## CEL ĆWICZENIA
Ilu członków liczy zamieszkująca obecnie Francję społeczność muzułmańska według artykułu o dechrystianizacji Francji?

## UDOSTĘPNIONY FRAGMENT
----------
Przejdź do treści
Przejdź do stopki

Przez dechrystianizację do arabskiego kalifatu

Treść

Wprowadzona w ubiegłym roku we Francji ustawa zakazująca noszenia w publicznych placówkach oświatowych "ostentacyjnych" symboli religijnych zradykalizowała nastroje wśród społeczności muzułmańskiej w tym kraju. Wbrew intencjom prawodawców francuskie szkoły nie tylko nie stały się oazami bezwyznaniowej tolerancji, lecz są obecnie głównym obszarem inwazji skrajnie nietolerancyjnego islamu.
W wyniku ponaddwustuletniej polityki ateizacji Francji religia katolicka została sprowadzona do sfery prywatnej człowieka, zaś Kościół katolicki niemal całkowicie wyrugowany ze sfery publicznej i zredukowany do rangi co najwyżej instytucji charytatywnej. Z drugiej strony, skutkiem podbojów kolonialnych Francji dokonanych w drugiej połowie XIX w. w północnej i zachodniej Afryce jest ponadczteromilionowa społeczność muzułmańska zamieszkująca obecnie ten kraj. Pragnie ona żyć według swoich praw i obyczajów i nie zamierza podporządkować się narzucanej przez państwo ateizacji. Muzułmańscy emigranci, skupieni głównie w regionie paryskim, w Pas de Calais i w Alzacji, żyją niezależnym życiem, coraz śmielej manifestując swoją wiarę, i wbrew obowiązującemu prawu na terenach, gdzie liczebnie dominują, forsują w instytucjach publicznych przepisy i zasady islamu. Coraz liczniejsi francuscy muzułmanie nie zamierzają respektować nie tylko ateistycznego prawodawstwa państwowego, ale także chrześcijańskiej tradycji francuskiego społeczeństwa.

Prawo sobie, życie sobie
Pomimo drakońskiego prawa coraz częściej we Francji widzi się kobiety i dziewczyny noszące islamskie czadory. Jedne, chociaż francuskim feministkom nie mieści się to w głowach, robią to z wewnętrznego przekonania, inne są zmuszane przez swoich krewnych do ścisłego przestrzegania islamskich tradycji, która na przykład zabrania stosowania makijażu, noszenia spódnic i kolorowych obcisłych spodni. W dni wolne od nauki i pracy dziewczętom praktycznie zabrania się opuszczania domów. Mogą one co najwyżej spotykać się ze sobą w grupach przy wejściu do bloków, w których mieszkają. Zabrania się i karci uprawianie wspólnie z mężczyznami sportu, chodzenie do kina czy ośrodków kultury.
----------
(Fragmenty zbioru danych)
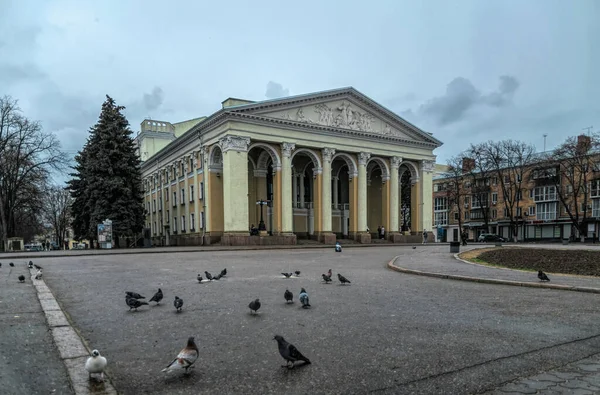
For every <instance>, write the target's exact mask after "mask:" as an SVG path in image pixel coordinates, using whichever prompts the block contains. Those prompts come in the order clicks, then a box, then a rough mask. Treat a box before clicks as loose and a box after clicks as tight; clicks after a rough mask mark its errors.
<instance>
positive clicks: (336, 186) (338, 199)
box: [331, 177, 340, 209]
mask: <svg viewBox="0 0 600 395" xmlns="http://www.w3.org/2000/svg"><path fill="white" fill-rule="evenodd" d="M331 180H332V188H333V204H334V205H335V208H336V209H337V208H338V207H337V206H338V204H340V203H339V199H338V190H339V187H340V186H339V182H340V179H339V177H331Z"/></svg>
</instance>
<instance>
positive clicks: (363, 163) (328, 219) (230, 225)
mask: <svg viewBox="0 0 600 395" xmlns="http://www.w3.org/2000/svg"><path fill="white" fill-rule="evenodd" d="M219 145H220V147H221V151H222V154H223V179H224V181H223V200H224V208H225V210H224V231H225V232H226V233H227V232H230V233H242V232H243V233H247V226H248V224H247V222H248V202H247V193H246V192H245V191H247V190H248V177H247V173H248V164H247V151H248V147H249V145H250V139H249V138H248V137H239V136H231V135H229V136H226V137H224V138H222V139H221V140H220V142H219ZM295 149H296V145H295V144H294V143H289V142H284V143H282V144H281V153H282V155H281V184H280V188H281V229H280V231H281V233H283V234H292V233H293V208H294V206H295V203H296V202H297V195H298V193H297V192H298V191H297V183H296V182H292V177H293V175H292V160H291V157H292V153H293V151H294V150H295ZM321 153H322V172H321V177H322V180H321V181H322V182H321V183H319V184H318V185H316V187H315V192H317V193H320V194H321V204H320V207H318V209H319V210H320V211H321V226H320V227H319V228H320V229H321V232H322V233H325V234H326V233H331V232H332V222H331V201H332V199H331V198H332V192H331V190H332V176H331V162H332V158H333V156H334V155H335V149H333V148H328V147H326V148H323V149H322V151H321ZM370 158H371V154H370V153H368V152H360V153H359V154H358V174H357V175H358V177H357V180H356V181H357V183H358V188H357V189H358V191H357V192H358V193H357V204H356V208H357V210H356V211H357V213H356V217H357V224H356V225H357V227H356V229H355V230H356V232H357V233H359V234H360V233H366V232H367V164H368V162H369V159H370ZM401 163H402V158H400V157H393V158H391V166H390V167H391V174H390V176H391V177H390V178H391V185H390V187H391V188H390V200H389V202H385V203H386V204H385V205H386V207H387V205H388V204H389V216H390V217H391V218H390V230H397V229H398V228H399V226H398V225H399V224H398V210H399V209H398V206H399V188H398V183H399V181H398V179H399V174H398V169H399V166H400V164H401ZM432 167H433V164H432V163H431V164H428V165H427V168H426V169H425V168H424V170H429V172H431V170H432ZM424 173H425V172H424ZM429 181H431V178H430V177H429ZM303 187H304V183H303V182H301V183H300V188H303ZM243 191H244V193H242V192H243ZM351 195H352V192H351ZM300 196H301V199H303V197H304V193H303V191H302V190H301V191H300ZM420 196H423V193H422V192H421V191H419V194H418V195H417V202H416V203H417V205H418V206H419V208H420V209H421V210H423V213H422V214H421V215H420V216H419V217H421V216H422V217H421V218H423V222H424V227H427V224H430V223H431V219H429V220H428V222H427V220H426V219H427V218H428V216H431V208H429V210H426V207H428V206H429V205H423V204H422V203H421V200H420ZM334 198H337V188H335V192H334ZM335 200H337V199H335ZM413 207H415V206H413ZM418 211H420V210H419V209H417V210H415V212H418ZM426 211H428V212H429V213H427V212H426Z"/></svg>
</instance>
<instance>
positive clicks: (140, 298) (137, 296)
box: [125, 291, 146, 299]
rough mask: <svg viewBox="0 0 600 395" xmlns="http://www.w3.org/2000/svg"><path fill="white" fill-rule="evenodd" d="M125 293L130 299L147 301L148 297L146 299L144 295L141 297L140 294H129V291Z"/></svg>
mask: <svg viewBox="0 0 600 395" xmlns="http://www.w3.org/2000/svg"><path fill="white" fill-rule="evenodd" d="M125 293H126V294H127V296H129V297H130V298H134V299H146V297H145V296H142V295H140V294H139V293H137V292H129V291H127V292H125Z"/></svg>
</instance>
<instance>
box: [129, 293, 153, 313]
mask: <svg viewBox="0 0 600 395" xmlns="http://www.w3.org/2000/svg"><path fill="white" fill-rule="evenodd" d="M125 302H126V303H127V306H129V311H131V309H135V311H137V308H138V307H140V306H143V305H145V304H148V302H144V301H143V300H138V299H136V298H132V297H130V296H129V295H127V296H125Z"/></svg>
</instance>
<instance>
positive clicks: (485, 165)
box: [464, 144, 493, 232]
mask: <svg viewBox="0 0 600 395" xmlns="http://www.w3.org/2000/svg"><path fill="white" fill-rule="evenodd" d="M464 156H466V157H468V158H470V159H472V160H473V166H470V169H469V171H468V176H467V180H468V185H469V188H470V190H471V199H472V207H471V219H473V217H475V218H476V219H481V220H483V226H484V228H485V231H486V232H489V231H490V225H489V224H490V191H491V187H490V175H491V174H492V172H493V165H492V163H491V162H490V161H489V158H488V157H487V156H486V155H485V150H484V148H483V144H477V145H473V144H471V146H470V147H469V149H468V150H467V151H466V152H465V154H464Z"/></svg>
----------
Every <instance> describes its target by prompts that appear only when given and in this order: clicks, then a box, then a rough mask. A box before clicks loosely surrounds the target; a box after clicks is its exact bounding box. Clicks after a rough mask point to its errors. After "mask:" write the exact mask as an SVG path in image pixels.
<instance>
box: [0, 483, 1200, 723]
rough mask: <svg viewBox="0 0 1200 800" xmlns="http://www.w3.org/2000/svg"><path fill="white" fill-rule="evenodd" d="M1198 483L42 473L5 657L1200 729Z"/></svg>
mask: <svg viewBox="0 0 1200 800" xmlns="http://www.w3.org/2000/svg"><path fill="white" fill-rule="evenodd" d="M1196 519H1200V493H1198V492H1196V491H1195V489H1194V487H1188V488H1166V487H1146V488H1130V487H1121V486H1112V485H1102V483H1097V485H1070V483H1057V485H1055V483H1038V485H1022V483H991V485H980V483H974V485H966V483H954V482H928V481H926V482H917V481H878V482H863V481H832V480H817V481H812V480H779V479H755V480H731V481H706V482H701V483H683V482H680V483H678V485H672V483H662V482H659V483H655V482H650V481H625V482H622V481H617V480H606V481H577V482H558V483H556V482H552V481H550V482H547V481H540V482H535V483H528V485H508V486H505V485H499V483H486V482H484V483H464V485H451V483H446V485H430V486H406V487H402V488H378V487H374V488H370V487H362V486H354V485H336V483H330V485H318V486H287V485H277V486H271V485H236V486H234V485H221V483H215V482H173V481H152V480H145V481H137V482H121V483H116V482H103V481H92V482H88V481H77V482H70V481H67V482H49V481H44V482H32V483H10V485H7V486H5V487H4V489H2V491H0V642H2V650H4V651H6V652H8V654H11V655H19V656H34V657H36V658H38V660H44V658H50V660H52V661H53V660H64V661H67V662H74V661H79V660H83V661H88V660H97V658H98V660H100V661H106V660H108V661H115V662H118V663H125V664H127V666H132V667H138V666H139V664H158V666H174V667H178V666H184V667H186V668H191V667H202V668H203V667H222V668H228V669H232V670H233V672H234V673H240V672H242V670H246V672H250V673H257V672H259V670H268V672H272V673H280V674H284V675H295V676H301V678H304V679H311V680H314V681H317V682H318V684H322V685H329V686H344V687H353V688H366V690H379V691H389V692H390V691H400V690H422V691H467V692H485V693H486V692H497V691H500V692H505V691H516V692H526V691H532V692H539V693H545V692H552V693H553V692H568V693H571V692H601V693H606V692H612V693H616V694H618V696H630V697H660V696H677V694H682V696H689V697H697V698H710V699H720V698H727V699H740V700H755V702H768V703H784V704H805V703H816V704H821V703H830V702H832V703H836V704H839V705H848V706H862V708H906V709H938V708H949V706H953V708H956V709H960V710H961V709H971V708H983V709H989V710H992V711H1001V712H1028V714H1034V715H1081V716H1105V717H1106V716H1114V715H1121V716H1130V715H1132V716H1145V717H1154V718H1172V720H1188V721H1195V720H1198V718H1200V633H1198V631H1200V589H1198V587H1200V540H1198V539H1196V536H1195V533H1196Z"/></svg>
----------
## WYNIK ĆWICZENIA
Ponad cztery miliony osób.